[PASSAGE]

* * * *

Defining Custom Properties (p-search User Manual)

Previous: A Candidate Generator with Hard-coded Items, Up: Candidate Generator Examples [Contents]

6.1.2 Defining Custom Properties ¶

Let’s suppose you want to search on a new type of entity. If the think you’re searching for has a one-to-one relation with a file, you may just want to use the file candidate type. If what your searching for can be derived from a preexisting type, like a section of a file, you may want to create a mapping, not a new candidate generator.

Here are some examples of where a new candidate generator may make sense:

You are searching URLs. A new candidate type of ‘url’ could exist with functions to fetch the URL for the contents, extract the HTML’s title tag for the title, etc.
You are searching colors. Like for example, you want to find named colors simmilar to a certain color.
You are searching physical coordinates. A candidate generator could generate discrete squares of coordinates.
You are searching for something located in a database. In this case the ID of the search candidate could coorspond to a primary key in the database and you could have code to extract rows creating the document.
You are searching packages in some package repository. In this case, the ID of the search candidate would be the package’s identifier.

For our example in this section, suppose you have an inventory of books that you would like to search on stored in an sqlite database. You would like to incorporate this data into p-search. Let’s suppose for our example, that your database is setup as follows:

(defconst my-database (sqlite-open "~/test.sqlite"))

(sqlite-execute my-database "CREATE TABLE books (
    id INTEGER PRIMARY KEY AUTOINCREMENT,
    title TEXT NOT NULL,
    author TEXT NOT NULL,
    genre TEXT,
    summary TEXT,
    published_year INTEGER,
    price REAL
);")

* * * *

[SUPPLIED INFORMATION]
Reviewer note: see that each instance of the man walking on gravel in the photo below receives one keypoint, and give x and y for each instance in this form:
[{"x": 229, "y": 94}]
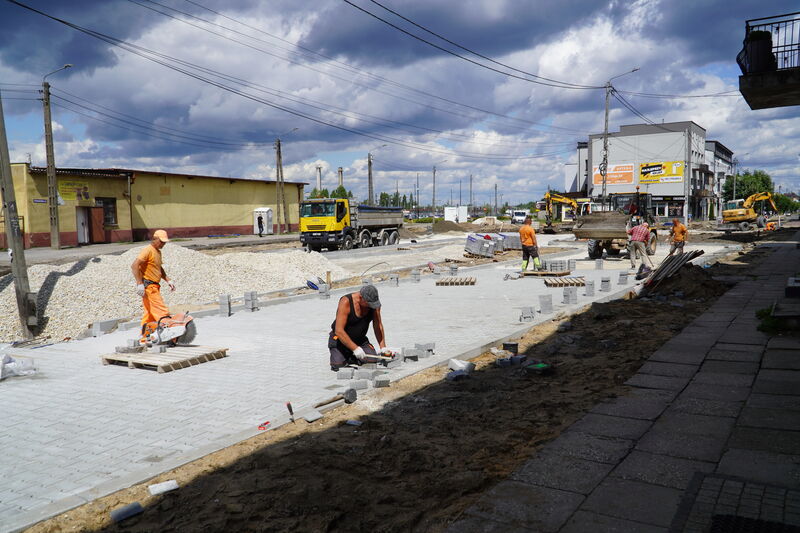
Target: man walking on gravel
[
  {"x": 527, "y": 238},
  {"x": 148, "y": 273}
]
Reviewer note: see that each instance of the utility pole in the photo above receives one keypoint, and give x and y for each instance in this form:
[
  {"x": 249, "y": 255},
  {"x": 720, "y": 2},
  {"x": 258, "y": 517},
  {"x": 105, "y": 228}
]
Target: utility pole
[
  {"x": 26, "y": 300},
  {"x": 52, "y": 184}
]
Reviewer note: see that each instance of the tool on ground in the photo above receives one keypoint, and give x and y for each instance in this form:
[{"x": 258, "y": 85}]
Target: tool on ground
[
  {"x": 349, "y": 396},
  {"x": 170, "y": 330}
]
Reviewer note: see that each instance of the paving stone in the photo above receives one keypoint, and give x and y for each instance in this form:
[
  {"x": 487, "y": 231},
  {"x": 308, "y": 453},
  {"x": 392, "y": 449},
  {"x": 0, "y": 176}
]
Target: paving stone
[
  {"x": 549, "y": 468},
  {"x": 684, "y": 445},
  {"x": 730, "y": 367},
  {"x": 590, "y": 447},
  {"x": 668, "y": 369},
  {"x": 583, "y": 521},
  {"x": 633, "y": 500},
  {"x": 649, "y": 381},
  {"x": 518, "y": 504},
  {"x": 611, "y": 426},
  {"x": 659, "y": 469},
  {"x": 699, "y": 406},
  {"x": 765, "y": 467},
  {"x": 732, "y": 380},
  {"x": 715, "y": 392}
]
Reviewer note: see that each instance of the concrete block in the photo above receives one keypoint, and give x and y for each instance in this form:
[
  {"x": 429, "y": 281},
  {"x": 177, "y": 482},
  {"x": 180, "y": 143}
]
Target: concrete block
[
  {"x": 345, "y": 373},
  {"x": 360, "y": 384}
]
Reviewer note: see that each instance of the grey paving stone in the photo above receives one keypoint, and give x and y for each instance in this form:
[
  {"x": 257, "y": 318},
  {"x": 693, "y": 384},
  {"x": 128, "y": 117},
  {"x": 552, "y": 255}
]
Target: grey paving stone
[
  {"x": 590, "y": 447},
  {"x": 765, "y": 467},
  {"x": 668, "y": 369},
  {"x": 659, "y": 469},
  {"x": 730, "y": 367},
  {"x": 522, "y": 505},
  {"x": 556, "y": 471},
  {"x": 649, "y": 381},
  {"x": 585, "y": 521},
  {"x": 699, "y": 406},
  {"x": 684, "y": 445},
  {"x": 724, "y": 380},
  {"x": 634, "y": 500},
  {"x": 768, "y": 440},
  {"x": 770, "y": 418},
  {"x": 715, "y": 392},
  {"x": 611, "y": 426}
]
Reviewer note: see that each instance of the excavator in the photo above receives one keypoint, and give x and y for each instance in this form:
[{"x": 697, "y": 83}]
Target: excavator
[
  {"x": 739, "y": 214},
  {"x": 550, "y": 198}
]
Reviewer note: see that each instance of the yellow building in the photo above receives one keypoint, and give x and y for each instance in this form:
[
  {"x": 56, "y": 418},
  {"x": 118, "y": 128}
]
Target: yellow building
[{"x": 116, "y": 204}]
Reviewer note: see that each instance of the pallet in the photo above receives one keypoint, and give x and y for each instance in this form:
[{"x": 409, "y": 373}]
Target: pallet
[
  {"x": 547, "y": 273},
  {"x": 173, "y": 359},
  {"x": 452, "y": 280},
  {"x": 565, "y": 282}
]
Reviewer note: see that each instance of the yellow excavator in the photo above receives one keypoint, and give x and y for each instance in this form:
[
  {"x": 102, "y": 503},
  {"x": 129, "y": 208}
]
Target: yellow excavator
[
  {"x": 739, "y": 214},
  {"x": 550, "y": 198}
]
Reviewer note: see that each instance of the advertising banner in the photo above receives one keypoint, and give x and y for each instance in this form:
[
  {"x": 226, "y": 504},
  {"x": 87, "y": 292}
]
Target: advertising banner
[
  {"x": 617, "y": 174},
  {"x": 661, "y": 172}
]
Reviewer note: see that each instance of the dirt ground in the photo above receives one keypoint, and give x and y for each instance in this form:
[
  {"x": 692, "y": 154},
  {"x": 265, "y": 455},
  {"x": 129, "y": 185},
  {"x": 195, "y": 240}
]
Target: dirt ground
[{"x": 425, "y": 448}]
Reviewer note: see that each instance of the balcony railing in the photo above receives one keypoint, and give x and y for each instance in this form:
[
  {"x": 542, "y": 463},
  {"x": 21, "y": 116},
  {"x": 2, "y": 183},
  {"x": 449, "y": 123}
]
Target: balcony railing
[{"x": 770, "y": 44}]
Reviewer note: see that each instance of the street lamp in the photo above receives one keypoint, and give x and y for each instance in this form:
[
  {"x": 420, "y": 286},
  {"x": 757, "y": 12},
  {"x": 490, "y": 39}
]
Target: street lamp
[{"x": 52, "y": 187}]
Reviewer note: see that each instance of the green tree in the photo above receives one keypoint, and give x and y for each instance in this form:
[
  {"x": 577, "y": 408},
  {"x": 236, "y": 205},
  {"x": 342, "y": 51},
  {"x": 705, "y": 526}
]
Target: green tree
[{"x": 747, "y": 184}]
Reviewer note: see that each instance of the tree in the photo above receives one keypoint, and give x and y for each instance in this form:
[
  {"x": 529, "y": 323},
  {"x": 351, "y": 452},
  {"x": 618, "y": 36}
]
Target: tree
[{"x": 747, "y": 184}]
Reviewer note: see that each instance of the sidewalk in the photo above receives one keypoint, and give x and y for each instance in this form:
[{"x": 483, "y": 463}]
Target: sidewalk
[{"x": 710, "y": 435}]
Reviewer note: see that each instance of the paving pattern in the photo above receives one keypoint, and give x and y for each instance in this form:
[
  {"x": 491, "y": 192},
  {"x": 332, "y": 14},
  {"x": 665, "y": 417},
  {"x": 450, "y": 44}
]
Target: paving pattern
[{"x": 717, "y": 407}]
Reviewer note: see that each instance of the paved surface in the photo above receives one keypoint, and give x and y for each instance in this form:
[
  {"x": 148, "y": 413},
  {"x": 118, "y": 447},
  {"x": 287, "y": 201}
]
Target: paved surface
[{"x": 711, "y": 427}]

* * * *

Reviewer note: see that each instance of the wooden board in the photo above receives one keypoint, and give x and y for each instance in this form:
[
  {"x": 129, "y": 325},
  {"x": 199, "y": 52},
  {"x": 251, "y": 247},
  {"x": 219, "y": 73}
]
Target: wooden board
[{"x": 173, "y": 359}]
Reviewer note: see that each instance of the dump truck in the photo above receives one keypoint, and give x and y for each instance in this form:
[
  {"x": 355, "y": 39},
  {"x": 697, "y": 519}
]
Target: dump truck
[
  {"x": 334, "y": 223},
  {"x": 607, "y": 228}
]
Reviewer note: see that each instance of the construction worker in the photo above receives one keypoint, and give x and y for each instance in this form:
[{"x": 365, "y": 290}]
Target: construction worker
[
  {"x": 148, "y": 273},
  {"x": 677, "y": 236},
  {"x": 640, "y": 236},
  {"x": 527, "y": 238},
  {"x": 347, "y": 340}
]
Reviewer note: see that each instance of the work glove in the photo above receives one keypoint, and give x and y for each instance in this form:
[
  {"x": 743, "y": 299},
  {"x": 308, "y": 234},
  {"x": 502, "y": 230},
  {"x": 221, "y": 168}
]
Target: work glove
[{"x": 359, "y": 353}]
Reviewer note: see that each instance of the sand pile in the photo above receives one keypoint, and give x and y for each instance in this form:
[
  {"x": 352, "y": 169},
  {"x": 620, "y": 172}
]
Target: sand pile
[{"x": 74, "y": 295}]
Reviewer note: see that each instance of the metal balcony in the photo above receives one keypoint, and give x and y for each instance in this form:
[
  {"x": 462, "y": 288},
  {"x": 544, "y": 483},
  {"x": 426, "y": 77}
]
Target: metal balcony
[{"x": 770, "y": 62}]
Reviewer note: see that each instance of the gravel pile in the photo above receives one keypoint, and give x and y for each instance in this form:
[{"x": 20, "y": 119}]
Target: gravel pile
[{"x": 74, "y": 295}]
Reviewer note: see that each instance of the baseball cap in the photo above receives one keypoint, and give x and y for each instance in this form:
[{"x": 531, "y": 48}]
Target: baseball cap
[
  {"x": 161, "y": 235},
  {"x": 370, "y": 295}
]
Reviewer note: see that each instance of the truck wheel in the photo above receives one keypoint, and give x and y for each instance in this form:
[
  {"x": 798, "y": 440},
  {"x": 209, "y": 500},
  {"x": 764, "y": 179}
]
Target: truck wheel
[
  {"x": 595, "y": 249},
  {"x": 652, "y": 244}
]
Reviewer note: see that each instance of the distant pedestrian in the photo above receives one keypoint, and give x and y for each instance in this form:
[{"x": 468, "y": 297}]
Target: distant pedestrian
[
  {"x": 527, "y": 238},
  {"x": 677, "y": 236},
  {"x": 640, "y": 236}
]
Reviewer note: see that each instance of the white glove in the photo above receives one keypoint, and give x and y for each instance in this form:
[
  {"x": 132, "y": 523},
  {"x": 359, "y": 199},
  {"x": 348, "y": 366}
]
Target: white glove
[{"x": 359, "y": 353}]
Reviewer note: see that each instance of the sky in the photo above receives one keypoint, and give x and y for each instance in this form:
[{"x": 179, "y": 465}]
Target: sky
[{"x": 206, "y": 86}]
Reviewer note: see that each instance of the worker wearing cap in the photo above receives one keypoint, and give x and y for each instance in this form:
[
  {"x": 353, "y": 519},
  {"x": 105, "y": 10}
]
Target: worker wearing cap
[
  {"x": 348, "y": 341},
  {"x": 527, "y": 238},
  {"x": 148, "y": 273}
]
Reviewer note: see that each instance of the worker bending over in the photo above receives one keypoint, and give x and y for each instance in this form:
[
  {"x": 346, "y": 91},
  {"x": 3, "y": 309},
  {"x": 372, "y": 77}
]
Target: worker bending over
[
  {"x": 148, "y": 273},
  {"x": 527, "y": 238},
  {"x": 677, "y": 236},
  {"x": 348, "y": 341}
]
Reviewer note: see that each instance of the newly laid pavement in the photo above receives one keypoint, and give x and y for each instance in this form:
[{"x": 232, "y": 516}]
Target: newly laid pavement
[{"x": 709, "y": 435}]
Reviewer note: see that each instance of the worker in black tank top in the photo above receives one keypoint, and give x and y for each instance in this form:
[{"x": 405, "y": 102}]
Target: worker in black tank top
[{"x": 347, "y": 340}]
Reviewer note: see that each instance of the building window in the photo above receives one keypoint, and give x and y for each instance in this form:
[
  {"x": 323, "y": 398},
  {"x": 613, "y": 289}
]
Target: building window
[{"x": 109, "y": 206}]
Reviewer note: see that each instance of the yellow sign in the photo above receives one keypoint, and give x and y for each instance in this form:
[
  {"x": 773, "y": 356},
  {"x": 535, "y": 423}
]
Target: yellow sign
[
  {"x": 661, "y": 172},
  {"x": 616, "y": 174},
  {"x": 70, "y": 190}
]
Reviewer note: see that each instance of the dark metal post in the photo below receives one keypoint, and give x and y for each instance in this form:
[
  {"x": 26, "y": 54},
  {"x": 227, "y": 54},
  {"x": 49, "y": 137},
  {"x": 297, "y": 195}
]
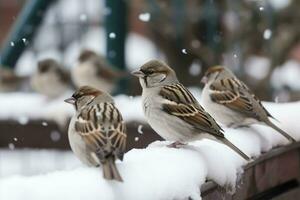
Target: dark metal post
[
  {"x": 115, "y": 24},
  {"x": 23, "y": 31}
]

* * * *

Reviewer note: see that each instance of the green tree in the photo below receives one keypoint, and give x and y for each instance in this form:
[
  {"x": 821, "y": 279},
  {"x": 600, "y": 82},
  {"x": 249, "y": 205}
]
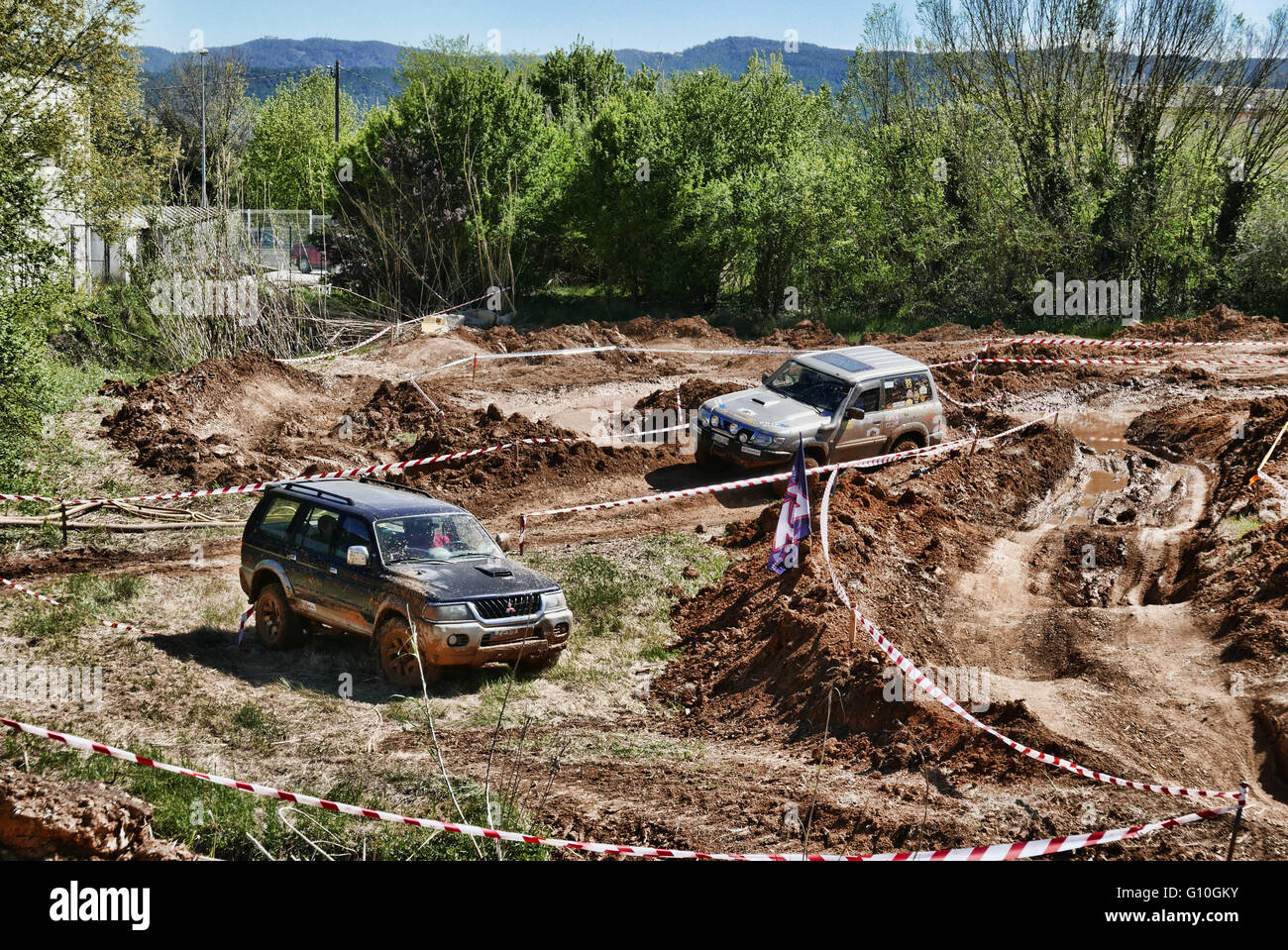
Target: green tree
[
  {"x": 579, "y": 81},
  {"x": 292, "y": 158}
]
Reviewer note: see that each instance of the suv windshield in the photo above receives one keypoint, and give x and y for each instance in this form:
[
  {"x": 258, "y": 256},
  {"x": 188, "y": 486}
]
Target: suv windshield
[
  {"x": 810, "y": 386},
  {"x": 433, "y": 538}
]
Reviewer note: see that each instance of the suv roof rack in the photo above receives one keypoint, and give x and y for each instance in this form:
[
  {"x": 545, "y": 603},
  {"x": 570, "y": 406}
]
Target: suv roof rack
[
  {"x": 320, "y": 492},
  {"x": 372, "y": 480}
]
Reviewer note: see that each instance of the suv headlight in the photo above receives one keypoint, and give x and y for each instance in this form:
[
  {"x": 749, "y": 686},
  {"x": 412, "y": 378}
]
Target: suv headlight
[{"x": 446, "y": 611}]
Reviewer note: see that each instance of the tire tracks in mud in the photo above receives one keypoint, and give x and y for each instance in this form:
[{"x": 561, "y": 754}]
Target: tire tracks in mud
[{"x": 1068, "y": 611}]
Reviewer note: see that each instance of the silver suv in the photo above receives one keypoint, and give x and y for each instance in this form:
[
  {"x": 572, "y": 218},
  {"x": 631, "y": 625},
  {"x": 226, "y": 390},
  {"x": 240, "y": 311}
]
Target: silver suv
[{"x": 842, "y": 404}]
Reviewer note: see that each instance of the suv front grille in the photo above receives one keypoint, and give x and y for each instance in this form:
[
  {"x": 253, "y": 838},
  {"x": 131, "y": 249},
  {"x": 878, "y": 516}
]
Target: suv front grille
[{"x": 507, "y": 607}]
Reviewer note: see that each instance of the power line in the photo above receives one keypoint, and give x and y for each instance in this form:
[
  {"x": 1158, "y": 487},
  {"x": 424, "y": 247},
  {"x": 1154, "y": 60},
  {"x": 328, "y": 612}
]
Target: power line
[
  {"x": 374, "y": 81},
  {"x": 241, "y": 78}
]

* * * *

[GIVEN TASK]
Answer these from the section on defining custom properties:
1. Which candidate type may be enough when the thing searched for has a one-to-one relation with a file?
2. When searching packages in a package repository, what would serve as the ID of the search candidate?
3. What column type does the books table declare for price?

[RESULT FOR THIS EXERCISE]
1. The file candidate type.
2. The package's identifier.
3. REAL.